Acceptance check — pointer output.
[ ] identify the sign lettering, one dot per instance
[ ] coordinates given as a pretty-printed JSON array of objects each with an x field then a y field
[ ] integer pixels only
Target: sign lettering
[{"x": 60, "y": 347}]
--- --- ---
Problem to work on:
What is needed is an exact copy of the lines from the one containing "[ ] coordinates" through the last line of the records, and nothing else.

Result:
[ ] coordinates given as a pretty-printed JSON array of objects each with an x field then a y field
[ ] integer pixels only
Target: sign lettering
[{"x": 60, "y": 347}]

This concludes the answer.